Texte présenté ->
C. Roux et M. Biraben.- M. Biraben : Le ministre en charge de la mise en oeuvre de la relance, P. Devedjian est notre invité.
 
C. Roux : Avec son portefeuille rattaché à Matignon, il a autorité sur quinze ministères, il est l'ordonnateur d'un budget de 26 milliards d'euros, budget débattu à l'Assemblée dans deux jours. Mais déjà, certains estiment que le compte n'y est pas, et face à des chiffres du chômage alarmants, réclament déjà un nouveau plan de relance. 2009, "ce sera rude", c'est N. Sarkozy qui le dit. Alors, ce matin, 63 millions de français attendent le ministre de la relance au tournant. C'est beaucoup, 63 millions de Français.
 
M. Biraben : Vous avez le pas tranquille, vraiment, vous arrivez tranquillement.
 
On m'attend au tournant, si j'ai cru comprendre. Je me méfie.

Consigne ->
Recopiez à l'identique le passage de l'entretien avec le ministre de la relance qui va de « C. Roux et M. » jusqu'à « millions de Français. ».

Liste des lignes ->
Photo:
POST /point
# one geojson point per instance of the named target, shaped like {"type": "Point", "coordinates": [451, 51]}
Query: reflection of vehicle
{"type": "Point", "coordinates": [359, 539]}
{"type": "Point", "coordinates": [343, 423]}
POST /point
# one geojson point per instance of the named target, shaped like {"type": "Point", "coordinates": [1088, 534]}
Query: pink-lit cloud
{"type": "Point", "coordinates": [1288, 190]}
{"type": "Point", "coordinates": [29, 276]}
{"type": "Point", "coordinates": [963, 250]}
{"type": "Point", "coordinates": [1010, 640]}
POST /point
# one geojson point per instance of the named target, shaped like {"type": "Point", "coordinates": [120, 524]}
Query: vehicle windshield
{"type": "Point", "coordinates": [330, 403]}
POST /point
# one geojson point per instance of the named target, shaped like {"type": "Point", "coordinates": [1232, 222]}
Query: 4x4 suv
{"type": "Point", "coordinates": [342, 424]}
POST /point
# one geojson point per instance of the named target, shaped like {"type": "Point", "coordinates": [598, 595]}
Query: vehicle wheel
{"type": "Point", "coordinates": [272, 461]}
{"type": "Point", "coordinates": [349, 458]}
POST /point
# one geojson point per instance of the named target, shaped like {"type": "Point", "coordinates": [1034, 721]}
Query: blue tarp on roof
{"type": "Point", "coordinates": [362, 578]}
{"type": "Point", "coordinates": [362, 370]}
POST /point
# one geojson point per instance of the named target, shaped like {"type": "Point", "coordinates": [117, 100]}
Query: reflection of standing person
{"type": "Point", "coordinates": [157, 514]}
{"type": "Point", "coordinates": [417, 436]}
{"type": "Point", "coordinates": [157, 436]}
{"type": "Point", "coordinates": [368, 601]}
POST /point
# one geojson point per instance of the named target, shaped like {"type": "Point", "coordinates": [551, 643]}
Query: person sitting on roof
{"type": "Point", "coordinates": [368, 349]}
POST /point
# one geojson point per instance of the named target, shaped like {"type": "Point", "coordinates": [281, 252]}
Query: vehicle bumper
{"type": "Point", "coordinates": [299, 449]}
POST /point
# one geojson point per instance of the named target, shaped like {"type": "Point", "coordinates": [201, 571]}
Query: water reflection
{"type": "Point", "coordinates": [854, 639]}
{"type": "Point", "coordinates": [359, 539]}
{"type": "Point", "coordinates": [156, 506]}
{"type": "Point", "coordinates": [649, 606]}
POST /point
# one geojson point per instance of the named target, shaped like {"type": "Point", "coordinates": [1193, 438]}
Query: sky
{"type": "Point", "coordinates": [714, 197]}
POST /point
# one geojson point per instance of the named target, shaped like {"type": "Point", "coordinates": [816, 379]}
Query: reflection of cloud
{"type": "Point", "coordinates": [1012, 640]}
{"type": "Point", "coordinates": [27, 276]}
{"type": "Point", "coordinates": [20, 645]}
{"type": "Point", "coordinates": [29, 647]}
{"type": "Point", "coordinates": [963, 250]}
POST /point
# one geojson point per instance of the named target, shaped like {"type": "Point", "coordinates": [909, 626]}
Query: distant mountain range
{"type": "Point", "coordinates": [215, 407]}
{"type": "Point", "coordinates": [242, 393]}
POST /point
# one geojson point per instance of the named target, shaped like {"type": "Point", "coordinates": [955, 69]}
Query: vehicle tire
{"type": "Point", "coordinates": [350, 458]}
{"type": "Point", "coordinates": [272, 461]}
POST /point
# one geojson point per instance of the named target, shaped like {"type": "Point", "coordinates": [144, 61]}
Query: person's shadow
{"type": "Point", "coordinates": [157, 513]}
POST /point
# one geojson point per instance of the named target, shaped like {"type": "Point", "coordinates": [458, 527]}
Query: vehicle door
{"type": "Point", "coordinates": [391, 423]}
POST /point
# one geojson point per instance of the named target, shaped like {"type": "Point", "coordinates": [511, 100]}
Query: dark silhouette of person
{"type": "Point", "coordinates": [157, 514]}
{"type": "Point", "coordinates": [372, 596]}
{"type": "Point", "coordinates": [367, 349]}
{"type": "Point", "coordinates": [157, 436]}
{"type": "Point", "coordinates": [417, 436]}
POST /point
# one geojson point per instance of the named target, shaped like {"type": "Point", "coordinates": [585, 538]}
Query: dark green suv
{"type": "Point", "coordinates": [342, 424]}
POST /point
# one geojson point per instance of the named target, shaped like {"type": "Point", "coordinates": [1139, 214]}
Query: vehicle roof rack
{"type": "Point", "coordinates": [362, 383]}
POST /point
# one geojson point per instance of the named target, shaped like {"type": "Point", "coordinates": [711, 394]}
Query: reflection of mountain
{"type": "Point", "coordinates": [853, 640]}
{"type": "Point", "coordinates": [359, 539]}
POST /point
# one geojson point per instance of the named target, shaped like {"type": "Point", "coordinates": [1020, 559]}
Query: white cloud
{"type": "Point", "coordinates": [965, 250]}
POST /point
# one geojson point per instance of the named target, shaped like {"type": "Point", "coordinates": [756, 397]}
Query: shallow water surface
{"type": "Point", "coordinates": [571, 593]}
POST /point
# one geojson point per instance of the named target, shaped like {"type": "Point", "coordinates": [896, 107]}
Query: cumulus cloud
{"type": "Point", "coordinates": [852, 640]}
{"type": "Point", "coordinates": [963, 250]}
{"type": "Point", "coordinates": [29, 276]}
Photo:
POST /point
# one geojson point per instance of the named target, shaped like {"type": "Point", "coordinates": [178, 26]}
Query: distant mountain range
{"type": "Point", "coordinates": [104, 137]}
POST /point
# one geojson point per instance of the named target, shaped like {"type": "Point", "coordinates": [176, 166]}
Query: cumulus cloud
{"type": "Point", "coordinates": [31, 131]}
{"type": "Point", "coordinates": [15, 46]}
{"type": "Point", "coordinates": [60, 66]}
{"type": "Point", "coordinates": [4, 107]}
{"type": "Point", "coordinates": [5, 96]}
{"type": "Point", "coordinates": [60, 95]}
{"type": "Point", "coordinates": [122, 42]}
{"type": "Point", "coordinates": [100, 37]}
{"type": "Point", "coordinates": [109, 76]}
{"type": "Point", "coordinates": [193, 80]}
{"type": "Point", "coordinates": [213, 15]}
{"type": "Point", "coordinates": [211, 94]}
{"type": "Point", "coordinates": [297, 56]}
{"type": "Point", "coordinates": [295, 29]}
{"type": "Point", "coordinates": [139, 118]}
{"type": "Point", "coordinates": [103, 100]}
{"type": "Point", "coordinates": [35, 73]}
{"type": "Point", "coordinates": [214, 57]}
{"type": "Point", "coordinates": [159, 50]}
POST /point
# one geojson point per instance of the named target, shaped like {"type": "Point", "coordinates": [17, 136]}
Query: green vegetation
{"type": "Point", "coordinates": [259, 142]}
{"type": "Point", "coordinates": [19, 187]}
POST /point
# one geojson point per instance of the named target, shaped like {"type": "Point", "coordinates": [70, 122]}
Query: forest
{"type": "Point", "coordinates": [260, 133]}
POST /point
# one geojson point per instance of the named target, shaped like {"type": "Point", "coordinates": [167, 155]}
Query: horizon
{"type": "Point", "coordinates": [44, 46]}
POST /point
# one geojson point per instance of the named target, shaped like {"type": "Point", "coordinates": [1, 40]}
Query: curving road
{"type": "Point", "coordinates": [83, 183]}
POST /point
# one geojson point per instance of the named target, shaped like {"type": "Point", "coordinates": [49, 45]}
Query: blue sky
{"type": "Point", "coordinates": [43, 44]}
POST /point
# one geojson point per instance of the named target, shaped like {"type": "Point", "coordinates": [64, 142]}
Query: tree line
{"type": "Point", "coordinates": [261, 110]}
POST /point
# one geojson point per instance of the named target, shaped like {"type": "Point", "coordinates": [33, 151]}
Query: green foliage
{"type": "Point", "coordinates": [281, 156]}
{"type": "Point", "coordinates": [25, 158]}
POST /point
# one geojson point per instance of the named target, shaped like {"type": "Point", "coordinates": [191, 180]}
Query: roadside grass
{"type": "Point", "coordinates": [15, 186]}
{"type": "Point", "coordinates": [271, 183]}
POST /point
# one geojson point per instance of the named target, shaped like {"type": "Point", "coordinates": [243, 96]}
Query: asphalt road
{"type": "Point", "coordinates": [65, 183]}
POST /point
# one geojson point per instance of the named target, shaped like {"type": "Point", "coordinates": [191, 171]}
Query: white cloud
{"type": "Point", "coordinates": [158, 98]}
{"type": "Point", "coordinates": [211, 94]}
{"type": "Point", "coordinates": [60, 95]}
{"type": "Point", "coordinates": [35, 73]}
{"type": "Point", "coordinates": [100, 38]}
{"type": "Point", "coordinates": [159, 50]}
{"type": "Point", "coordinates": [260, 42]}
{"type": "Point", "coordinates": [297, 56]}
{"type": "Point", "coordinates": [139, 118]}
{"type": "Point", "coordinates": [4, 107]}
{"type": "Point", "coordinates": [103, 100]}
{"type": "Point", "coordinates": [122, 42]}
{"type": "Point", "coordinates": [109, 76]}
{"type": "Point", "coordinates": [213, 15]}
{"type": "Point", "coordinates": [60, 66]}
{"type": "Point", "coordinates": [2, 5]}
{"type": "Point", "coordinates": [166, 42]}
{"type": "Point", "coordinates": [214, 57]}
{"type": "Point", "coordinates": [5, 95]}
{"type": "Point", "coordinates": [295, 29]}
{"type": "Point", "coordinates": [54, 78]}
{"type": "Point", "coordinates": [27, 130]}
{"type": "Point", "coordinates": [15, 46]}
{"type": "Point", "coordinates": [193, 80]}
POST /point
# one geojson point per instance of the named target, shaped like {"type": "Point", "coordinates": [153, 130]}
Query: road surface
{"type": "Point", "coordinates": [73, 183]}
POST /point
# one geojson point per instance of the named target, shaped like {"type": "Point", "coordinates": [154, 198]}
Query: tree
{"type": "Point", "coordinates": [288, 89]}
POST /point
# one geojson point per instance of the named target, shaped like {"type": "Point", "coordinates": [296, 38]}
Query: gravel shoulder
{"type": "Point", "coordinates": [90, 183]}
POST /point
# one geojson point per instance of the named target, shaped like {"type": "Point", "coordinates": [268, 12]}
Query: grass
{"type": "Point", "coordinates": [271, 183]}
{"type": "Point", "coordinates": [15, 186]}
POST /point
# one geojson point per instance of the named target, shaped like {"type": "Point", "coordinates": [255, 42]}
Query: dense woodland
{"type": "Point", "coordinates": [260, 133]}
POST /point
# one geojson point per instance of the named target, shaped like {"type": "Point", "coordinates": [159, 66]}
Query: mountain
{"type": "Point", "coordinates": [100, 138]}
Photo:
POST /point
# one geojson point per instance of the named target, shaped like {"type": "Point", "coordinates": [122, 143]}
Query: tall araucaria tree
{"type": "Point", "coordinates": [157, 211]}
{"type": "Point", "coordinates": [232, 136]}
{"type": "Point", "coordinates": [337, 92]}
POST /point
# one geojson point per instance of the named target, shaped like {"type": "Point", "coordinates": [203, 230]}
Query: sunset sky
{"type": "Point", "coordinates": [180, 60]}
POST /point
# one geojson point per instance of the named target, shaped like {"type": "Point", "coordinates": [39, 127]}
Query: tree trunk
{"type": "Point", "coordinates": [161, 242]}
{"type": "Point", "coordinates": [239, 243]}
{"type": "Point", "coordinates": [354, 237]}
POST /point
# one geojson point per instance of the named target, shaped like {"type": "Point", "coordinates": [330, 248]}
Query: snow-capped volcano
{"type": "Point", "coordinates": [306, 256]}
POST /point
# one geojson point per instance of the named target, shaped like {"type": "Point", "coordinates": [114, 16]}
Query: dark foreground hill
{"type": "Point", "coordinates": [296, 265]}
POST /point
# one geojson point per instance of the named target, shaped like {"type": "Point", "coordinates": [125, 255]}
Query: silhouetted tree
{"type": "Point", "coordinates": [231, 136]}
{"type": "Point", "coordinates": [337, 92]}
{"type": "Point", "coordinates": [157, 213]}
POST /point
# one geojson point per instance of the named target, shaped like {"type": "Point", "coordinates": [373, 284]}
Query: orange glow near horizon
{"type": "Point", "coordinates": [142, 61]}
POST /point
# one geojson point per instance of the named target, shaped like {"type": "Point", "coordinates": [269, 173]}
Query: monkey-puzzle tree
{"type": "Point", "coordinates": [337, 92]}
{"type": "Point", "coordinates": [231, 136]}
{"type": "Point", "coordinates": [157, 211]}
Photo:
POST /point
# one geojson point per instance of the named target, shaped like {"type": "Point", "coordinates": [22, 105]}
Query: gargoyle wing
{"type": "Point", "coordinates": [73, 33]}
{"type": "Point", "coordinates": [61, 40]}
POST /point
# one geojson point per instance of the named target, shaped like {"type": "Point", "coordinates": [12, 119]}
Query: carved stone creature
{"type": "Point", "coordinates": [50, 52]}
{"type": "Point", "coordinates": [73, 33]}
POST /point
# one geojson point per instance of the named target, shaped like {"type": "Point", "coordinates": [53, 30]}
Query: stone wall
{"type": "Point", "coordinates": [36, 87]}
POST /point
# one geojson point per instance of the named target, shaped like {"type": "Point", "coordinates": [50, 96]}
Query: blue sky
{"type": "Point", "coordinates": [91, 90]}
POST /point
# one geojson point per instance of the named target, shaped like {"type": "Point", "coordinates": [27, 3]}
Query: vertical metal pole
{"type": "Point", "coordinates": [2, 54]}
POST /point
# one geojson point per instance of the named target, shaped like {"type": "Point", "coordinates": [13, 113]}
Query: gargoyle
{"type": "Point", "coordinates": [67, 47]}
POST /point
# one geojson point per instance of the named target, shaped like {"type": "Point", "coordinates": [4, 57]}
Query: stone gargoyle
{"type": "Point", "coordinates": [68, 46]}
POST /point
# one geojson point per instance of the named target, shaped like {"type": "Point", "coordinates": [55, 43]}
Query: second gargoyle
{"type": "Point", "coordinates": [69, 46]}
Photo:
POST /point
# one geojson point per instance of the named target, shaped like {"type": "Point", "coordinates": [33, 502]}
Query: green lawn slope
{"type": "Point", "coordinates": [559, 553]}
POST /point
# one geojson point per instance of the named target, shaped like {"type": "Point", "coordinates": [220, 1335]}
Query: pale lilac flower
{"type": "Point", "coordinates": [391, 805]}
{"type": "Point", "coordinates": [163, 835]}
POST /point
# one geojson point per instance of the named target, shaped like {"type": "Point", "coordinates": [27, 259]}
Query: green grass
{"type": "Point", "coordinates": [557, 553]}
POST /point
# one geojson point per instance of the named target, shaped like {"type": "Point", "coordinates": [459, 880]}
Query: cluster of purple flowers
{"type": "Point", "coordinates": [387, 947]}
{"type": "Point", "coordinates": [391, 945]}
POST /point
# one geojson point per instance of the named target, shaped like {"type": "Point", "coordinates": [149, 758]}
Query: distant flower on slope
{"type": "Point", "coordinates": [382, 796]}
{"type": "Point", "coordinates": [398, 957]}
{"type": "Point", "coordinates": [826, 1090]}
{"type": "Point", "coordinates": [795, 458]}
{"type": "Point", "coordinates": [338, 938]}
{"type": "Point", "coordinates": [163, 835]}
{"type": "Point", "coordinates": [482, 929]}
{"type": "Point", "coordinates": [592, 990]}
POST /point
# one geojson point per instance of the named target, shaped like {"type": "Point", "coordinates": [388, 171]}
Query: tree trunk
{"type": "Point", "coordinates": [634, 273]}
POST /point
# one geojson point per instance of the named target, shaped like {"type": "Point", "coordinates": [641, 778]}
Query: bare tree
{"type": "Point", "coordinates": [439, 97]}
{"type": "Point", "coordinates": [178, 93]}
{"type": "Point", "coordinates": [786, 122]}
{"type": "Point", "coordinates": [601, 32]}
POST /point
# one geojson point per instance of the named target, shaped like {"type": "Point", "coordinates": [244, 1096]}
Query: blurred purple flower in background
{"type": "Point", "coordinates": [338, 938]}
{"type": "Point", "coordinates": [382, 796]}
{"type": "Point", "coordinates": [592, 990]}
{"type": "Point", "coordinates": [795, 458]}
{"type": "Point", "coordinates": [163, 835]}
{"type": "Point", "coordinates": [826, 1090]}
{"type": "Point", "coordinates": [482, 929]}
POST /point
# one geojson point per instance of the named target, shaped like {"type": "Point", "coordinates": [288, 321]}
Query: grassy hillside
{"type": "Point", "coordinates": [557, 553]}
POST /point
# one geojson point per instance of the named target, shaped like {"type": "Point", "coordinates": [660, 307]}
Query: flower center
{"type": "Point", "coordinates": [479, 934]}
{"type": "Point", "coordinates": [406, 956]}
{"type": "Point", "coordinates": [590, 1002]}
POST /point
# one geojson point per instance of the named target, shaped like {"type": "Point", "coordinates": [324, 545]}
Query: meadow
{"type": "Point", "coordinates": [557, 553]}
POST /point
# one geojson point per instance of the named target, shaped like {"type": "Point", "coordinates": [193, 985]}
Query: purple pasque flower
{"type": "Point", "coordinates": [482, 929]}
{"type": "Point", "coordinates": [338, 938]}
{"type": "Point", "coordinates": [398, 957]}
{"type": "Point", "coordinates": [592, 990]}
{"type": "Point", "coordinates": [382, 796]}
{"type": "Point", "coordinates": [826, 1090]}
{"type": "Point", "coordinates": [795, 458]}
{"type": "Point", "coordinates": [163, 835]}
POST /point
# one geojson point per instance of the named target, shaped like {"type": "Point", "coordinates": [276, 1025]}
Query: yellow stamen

Résultat ->
C. Roux et M. Biraben.- M. Biraben : Le ministre en charge de la mise en oeuvre de la relance, P. Devedjian est notre invité.
 
C. Roux : Avec son portefeuille rattaché à Matignon, il a autorité sur quinze ministères, il est l'ordonnateur d'un budget de 26 milliards d'euros, budget débattu à l'Assemblée dans deux jours. Mais déjà, certains estiment que le compte n'y est pas, et face à des chiffres du chômage alarmants, réclament déjà un nouveau plan de relance. 2009, "ce sera rude", c'est N. Sarkozy qui le dit. Alors, ce matin, 63 millions de français attendent le ministre de la relance au tournant. C'est beaucoup, 63 millions de Français.